Can you rewrite everything from "Accuracy of the" down to "and dynamic range." in the passage on ICAT reagent analysis, replacing "software" with "program"?

> [Passage shown]
━━━━━━━━━━

A challenge of quantitative analysis of complex protein mixtures using isotope coded affinity tags is to correctly identify and obtain accurate quantitative information for ICAT reagent pairs on a spectrum generated by mass spectrometry. Because MALDI-TOF mass spectrometry can easily generate peptide mass fingerprint profiles and relative quantitation, it can be used to quickly screen the ICAT reagent pairs representing the up- and down-regulated proteins from complex mixtures. The challenge lies in how to distinguish true signal from noise present in the analysis.
Accuracy of the quantitative results and dynamic range depends on peak detection, data processing, and interpretation strategies. We describe here the software implemented for ICAT reagent analysis using MALDI-TOF mass spectrometry (Figure 1). Examples of ICAT reagent data analysis using this software are demonstrated and show the experimental accuracy and dynamic range.
ICAT reagent experiments can be performed on a MALDI-TOF instrument to achieve reliable quantitative results.

━━━━━━━━━━

> [Records shown]
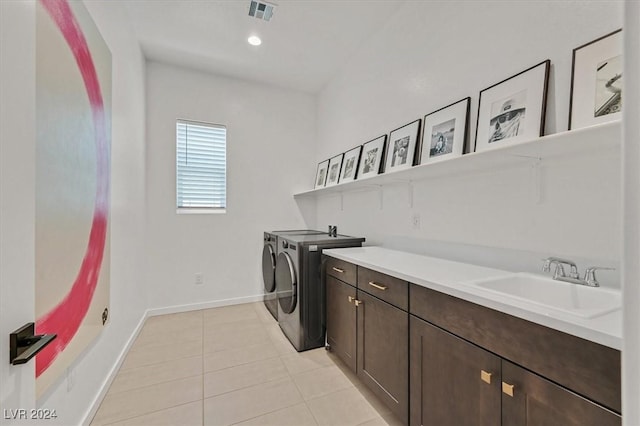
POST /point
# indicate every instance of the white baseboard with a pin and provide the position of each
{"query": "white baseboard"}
(204, 305)
(93, 409)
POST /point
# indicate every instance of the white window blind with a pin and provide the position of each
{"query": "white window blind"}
(201, 165)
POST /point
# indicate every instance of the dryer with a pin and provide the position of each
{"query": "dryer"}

━━━━━━━━━━

> [Worked solution]
Accuracy of the quantitative results and dynamic range depends on peak detection, data processing, and interpretation strategies. We describe here the program implemented for ICAT reagent analysis using MALDI-TOF mass spectrometry (Figure 1). Examples of ICAT reagent data analysis using this program are demonstrated and show the experimental accuracy and dynamic range.